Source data

────────────────────────────────────────

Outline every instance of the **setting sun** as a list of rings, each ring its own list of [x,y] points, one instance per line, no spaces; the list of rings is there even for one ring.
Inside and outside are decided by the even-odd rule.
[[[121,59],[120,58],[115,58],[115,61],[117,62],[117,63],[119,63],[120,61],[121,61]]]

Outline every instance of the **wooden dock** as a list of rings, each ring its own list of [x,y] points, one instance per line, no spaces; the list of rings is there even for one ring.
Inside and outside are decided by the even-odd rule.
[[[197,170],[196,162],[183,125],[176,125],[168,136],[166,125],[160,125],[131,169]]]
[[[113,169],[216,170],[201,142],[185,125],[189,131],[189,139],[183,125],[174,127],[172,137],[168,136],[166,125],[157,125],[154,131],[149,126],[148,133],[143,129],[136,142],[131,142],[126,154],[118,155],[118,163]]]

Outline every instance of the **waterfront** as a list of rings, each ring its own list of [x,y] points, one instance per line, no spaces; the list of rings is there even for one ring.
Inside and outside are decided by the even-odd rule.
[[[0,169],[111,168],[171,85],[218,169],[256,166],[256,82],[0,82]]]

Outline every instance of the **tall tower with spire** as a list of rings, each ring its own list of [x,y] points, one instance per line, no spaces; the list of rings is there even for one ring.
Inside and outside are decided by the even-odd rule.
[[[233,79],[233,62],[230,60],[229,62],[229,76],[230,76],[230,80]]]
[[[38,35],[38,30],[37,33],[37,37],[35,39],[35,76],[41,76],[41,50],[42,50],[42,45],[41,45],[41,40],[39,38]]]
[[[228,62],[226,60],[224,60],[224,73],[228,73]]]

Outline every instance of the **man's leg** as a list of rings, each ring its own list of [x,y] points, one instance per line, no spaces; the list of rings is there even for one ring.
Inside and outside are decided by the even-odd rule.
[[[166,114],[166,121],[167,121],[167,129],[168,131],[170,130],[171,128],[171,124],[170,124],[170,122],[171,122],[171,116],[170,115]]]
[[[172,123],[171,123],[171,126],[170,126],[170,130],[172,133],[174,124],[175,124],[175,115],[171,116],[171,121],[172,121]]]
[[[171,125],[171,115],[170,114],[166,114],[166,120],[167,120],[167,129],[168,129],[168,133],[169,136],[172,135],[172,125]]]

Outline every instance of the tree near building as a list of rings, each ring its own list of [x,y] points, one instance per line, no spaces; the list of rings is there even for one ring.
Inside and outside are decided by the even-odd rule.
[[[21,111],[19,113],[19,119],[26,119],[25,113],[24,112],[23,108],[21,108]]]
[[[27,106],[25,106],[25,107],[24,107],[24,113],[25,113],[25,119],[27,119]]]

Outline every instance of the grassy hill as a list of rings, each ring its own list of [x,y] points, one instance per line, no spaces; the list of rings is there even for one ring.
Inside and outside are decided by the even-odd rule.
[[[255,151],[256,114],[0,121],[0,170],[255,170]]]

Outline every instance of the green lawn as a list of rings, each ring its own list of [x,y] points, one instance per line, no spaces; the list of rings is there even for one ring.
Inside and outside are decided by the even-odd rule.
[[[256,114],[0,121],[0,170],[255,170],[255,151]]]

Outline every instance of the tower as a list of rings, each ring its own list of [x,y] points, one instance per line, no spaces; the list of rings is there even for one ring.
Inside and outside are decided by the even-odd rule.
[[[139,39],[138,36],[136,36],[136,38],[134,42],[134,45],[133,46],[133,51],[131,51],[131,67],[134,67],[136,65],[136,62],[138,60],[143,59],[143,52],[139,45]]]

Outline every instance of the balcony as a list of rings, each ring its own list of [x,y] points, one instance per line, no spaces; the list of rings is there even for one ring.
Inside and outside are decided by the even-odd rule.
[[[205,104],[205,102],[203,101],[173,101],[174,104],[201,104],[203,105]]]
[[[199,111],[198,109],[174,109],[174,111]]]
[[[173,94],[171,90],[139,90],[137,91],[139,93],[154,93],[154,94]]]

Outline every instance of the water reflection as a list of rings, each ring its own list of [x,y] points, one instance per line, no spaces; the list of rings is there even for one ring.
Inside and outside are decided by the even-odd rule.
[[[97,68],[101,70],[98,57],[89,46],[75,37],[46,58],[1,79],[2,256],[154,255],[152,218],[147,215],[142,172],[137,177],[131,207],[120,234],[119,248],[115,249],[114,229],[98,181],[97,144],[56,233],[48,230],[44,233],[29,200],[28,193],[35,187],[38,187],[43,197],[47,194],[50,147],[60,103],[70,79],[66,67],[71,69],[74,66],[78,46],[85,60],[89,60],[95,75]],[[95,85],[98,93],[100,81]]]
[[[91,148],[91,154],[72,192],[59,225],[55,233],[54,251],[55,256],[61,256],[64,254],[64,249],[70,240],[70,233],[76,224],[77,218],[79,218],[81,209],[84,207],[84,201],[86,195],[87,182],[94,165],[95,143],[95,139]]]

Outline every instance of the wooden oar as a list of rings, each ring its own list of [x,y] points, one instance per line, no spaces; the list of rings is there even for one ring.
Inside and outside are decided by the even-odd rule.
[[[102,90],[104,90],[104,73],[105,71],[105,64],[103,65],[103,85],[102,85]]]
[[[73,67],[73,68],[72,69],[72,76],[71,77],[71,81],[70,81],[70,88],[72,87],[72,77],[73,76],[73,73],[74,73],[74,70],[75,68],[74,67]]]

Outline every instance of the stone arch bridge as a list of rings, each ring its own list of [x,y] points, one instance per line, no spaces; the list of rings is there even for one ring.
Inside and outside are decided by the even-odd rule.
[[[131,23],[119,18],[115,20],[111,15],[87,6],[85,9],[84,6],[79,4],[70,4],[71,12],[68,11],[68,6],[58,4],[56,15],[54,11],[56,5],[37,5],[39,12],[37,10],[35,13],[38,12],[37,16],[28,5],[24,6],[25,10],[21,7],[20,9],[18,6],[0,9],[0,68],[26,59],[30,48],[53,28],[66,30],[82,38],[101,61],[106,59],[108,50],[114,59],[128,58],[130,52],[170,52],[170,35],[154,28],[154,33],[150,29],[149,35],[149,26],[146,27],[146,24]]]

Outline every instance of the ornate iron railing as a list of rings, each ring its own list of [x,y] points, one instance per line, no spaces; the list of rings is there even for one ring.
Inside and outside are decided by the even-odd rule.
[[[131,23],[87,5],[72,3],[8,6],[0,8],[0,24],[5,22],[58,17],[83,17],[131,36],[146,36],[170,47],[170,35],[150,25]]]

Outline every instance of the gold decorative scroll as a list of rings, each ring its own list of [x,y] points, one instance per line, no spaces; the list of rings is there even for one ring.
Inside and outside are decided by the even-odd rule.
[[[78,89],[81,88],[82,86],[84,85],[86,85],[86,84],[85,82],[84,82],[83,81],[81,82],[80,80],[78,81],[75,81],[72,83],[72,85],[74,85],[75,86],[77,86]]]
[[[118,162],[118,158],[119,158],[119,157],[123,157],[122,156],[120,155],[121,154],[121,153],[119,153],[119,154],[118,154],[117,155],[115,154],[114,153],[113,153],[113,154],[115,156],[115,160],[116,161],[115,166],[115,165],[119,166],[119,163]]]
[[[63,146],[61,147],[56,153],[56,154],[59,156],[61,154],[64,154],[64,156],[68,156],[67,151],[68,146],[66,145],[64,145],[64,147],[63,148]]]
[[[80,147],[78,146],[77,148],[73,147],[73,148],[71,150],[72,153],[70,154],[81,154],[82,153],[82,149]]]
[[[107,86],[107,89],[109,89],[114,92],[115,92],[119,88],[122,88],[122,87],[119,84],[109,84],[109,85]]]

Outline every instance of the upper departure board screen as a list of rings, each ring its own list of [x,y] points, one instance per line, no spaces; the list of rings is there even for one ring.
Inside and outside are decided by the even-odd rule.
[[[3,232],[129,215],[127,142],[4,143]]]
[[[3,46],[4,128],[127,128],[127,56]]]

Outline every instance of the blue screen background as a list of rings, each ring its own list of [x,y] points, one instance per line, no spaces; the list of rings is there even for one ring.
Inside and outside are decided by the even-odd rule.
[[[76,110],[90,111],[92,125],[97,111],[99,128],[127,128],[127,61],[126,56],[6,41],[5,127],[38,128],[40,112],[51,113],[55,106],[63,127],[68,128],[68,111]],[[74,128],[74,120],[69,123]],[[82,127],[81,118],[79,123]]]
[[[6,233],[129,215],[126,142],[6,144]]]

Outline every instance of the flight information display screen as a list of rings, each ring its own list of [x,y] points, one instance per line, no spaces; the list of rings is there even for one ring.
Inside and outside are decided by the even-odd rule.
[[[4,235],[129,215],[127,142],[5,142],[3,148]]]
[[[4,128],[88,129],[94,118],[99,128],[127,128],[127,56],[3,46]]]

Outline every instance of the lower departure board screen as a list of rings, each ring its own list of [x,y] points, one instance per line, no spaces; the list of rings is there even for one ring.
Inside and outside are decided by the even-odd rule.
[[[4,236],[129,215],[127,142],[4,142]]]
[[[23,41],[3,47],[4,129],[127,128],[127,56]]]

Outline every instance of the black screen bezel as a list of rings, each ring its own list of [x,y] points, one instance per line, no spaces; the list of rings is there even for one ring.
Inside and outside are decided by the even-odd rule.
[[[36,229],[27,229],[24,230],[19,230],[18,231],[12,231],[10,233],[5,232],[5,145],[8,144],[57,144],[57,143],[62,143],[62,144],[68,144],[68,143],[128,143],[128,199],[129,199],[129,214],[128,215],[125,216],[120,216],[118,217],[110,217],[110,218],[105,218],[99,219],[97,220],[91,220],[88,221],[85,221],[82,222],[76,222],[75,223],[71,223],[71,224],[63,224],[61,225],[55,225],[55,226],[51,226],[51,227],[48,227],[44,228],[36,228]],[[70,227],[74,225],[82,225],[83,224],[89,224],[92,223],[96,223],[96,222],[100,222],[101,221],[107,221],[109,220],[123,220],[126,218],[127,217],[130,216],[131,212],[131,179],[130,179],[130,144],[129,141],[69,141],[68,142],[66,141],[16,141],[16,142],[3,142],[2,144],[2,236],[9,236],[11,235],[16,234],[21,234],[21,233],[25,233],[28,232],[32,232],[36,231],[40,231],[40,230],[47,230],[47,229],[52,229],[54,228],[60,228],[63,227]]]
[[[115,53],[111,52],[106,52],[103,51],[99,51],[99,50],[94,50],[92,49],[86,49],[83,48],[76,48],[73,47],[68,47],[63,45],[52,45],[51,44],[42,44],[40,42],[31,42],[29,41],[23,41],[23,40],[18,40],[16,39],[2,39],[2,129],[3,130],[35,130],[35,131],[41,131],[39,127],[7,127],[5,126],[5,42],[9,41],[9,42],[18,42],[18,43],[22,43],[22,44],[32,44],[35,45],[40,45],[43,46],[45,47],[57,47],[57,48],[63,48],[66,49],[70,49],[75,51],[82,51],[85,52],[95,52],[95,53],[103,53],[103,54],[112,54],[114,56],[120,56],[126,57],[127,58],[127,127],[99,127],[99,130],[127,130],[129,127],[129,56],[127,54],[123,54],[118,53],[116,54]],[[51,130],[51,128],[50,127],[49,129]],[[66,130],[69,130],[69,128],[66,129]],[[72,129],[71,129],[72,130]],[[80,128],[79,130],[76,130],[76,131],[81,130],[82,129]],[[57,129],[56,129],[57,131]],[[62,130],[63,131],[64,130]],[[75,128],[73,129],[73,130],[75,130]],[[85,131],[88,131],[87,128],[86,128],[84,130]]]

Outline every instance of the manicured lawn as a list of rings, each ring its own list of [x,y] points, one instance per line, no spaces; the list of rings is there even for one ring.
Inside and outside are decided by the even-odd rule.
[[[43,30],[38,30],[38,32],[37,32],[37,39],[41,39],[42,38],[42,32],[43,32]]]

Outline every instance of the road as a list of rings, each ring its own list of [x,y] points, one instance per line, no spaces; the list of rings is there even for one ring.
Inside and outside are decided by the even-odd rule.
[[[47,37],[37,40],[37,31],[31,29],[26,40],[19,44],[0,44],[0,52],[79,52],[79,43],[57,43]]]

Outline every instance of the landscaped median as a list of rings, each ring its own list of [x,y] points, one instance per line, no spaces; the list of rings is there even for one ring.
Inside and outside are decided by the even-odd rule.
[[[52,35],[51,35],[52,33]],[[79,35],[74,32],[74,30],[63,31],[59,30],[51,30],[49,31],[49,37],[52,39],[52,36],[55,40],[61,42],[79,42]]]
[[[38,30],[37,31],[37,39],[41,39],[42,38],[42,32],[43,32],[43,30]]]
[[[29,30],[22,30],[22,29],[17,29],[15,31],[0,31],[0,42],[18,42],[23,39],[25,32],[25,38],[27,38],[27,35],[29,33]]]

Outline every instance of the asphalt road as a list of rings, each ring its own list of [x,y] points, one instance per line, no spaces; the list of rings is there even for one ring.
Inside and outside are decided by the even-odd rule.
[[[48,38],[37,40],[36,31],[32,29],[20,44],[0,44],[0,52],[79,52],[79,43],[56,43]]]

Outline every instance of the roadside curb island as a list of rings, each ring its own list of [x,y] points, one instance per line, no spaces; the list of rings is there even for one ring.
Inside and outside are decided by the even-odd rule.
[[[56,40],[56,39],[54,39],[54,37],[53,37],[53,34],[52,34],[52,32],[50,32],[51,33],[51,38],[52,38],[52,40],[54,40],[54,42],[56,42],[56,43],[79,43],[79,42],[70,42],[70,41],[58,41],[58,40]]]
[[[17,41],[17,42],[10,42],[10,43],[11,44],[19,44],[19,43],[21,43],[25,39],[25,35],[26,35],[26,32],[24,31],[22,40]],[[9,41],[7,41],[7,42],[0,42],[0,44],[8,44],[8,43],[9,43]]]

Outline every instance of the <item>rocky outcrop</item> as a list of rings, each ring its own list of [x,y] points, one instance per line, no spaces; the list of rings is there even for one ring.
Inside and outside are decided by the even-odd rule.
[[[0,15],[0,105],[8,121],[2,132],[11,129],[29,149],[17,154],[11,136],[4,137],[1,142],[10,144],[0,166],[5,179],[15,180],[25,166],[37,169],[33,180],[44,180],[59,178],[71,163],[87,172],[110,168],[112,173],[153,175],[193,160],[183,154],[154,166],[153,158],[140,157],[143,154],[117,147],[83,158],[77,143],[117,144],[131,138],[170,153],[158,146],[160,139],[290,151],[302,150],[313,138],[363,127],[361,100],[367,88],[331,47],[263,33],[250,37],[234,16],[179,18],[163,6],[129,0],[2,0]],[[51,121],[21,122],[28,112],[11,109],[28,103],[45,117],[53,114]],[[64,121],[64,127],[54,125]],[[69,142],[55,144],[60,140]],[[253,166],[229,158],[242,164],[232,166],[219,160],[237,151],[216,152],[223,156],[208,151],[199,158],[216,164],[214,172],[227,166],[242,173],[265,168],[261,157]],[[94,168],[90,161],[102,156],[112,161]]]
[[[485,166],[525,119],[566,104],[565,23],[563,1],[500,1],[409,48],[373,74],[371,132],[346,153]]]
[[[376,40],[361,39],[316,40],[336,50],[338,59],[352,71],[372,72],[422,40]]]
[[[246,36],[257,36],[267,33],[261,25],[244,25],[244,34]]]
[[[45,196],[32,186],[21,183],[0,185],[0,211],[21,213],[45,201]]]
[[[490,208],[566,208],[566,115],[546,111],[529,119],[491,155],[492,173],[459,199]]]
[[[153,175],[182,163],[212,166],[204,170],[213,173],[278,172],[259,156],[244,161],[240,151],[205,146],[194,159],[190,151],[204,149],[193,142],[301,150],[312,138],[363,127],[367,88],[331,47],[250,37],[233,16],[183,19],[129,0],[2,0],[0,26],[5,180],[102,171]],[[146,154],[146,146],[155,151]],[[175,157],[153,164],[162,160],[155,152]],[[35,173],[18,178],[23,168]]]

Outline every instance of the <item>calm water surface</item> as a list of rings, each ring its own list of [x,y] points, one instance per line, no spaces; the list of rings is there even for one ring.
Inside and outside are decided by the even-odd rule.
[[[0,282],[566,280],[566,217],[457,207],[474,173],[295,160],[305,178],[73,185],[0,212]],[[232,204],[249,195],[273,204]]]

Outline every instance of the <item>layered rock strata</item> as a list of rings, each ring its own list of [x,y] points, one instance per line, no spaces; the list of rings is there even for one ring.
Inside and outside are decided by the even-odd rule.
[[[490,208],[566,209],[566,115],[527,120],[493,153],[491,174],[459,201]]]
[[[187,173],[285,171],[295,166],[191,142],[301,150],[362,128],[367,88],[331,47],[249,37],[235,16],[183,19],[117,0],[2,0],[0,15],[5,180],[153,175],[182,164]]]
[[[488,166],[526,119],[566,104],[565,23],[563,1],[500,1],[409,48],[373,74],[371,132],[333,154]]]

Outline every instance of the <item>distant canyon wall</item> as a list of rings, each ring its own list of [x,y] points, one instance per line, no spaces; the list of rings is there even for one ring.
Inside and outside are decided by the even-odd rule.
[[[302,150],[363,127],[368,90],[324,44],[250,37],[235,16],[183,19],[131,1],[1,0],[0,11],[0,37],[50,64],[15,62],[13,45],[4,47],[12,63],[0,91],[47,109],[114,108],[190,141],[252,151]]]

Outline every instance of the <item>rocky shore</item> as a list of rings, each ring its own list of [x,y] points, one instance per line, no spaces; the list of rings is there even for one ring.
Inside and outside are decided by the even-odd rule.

────────────────────────────────────────

Your task =>
Copy out every line from the one containing "Outline every instance of the <item>layered" down to the end of the items, both ends included, with no changes.

Response for this exercise =>
Outline every instance of the <item>layered rock strata</item> as a list of rings, each ring its own list of [x,y] points, one instance per line, no spaces; the list of rings is there even for one ring.
Inside and outside are decided by the even-odd rule.
[[[490,208],[566,209],[566,115],[527,120],[493,153],[491,174],[459,201]]]
[[[187,173],[285,171],[295,166],[191,142],[301,150],[362,128],[367,88],[331,47],[249,37],[235,16],[183,19],[117,0],[2,0],[0,15],[5,180],[153,175],[182,164]]]
[[[488,166],[526,119],[566,104],[565,23],[563,1],[500,1],[409,48],[373,74],[371,132],[333,154]]]

Outline every instance of the <item>distant canyon wall</item> as a list of rings, each ring its own list of [x,y] points, one instance per line, no spaces; the list of rings is there even for one ring.
Inside and outside are decided by the even-odd rule.
[[[302,150],[363,127],[368,90],[324,44],[250,37],[235,16],[183,19],[131,1],[1,0],[0,11],[0,37],[50,64],[15,62],[13,45],[4,47],[12,63],[0,91],[47,109],[114,108],[190,141],[252,151]]]

Outline every instance of the <item>rocky shore</item> as a list of rings, each ring its own list of [x,y] points, one instance per line, no spaces; the list of rings is there even for one ring.
Inside and outside are decided by the even-odd rule.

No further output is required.